■ **Exercise**
The listing beneath should be written out in full, exactly as shown.

■ **Provided information**
=-=-=

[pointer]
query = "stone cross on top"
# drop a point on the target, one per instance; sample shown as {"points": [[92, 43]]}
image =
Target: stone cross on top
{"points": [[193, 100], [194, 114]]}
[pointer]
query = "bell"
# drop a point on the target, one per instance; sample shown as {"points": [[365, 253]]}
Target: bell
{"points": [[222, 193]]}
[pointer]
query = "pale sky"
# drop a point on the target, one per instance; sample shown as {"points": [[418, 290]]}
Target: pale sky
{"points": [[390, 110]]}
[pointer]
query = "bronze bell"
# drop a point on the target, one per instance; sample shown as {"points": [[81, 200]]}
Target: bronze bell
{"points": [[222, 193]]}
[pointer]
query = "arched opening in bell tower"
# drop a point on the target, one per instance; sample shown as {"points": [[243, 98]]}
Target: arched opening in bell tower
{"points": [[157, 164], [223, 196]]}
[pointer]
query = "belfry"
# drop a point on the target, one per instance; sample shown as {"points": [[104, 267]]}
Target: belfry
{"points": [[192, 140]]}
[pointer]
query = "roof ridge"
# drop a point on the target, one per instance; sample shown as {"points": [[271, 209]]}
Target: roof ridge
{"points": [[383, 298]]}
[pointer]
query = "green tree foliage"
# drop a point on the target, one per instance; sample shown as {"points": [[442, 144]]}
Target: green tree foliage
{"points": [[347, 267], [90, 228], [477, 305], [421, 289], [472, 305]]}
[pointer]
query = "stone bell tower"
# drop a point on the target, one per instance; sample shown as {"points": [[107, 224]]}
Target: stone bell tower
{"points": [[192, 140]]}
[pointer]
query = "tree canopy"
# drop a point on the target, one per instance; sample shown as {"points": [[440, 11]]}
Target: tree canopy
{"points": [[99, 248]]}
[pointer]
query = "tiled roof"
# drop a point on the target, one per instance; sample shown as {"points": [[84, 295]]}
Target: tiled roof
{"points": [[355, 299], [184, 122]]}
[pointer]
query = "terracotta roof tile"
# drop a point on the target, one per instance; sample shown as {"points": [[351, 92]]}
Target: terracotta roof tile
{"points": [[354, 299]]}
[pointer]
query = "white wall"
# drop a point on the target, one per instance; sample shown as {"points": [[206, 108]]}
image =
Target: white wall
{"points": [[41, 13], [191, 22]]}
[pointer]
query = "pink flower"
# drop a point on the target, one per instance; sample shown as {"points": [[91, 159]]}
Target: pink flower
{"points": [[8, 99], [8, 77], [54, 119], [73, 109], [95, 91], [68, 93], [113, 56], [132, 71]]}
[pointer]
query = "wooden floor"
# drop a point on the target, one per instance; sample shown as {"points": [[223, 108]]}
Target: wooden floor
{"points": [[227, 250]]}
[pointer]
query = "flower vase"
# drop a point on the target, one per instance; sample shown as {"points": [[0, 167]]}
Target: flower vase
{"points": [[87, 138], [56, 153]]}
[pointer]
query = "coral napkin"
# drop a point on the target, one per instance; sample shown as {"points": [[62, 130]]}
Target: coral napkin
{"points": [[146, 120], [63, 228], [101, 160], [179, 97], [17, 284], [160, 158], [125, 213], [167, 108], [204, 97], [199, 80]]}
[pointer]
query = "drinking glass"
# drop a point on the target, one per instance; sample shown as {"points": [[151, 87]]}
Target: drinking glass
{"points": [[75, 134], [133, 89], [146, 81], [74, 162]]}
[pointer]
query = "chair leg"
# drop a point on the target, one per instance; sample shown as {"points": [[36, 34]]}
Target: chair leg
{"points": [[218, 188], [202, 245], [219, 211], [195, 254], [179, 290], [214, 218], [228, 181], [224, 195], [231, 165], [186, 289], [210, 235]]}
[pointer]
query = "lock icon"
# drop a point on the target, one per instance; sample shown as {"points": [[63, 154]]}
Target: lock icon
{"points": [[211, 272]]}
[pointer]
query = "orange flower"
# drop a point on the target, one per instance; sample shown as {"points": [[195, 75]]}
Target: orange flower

=-=-=

■ **Correct output**
[pointer]
query = "stone cross on top"
# drop a point on the target, one per instance; sample shown as {"points": [[92, 43]]}
image =
Target: stone cross on top
{"points": [[193, 100], [194, 114]]}
[pointer]
query = "bell"
# drop a point on the target, one per instance; sample shown as {"points": [[365, 253]]}
Target: bell
{"points": [[222, 193]]}
[pointer]
query = "pale sky"
# drop a point on the target, one per instance; sample shown as {"points": [[418, 290]]}
Target: pale sky
{"points": [[390, 110]]}
[pointer]
query = "bronze bell"
# drop a point on the target, one per instance; sample shown as {"points": [[81, 200]]}
Target: bronze bell
{"points": [[222, 193]]}
[pointer]
query = "arched opening in bell tower"
# drop a point on the target, one per instance; sample shown as {"points": [[243, 98]]}
Target: arched opening in bell tower
{"points": [[157, 164], [223, 196]]}
[pointer]
query = "belfry"
# drop a point on the target, one per instance; sample shown as {"points": [[104, 267]]}
Target: belfry
{"points": [[192, 140]]}
[pointer]
query = "roof ridge"
# drop a point on the target, one per instance; sample shown as {"points": [[271, 209]]}
Target: roof ridge
{"points": [[383, 298]]}
[pointer]
query = "green tree foliage"
# drop a point on the target, one per instance; sample shown as {"points": [[442, 144]]}
Target: green tree foliage
{"points": [[347, 267], [90, 228], [477, 305], [421, 289], [472, 305]]}
[pointer]
query = "stone bell tower"
# drop a point on the target, one per instance; sample shown as {"points": [[107, 224]]}
Target: stone bell tower
{"points": [[192, 140]]}
[pointer]
query = "tree canopy"
# drop a point on the target, one per instance; sample shown as {"points": [[440, 11]]}
Target: tree canopy
{"points": [[99, 248]]}
[pointer]
query = "tiled roof"
# drop a point on the target, one per instance; sample shown as {"points": [[84, 295]]}
Target: tiled roof
{"points": [[355, 299], [184, 122]]}
[pointer]
query = "terracotta roof tile"
# drop a point on the target, one per instance; sample shown as {"points": [[351, 92]]}
Target: terracotta roof tile
{"points": [[354, 299]]}
[pointer]
query = "white wall"
# drop a point on the target, one per instance; sample shown as {"points": [[206, 108]]}
image =
Target: white wall
{"points": [[41, 13], [191, 22]]}
[pointer]
query = "pink flower"
# drop a point on the target, one per instance; sample shown as {"points": [[91, 159]]}
Target: pink flower
{"points": [[8, 99], [8, 77], [54, 119], [73, 109], [95, 91], [68, 93], [113, 56], [132, 71]]}
[pointer]
query = "wooden floor"
# drop a point on the target, one per instance; sample shown as {"points": [[223, 108]]}
Target: wooden floor
{"points": [[227, 250]]}
[pointer]
query = "flower vase"
# drop a point on the target, one per instance; sample shown as {"points": [[0, 167]]}
Target: flower vase
{"points": [[87, 138], [56, 153]]}
[pointer]
query = "coral napkin"
# drop a point on the target, one per instance; sample shown as {"points": [[62, 130]]}
Target: coral napkin
{"points": [[146, 120], [63, 228], [101, 160], [179, 97], [17, 284], [160, 158], [125, 213], [167, 108], [204, 97], [199, 80]]}
[pointer]
query = "drinking glass"
# drop a point on the target, one per instance; sample shown as {"points": [[151, 87]]}
Target: drinking glass
{"points": [[75, 134], [133, 89], [146, 81], [74, 162]]}
[pointer]
query = "chair leg"
# drop a point on the target, one per instance; sample shown as {"points": [[36, 34]]}
Target: chair leg
{"points": [[218, 188], [202, 245], [219, 211], [195, 254], [179, 290], [214, 218], [228, 181], [224, 195], [231, 165], [186, 289], [210, 235]]}
[pointer]
query = "lock icon"
# drop a point on the target, one per instance; sample shown as {"points": [[63, 154]]}
Target: lock icon
{"points": [[211, 272]]}
[pointer]
query = "orange flower"
# drop a point on the target, one per instance; sample shown as {"points": [[195, 75]]}
Target: orange flower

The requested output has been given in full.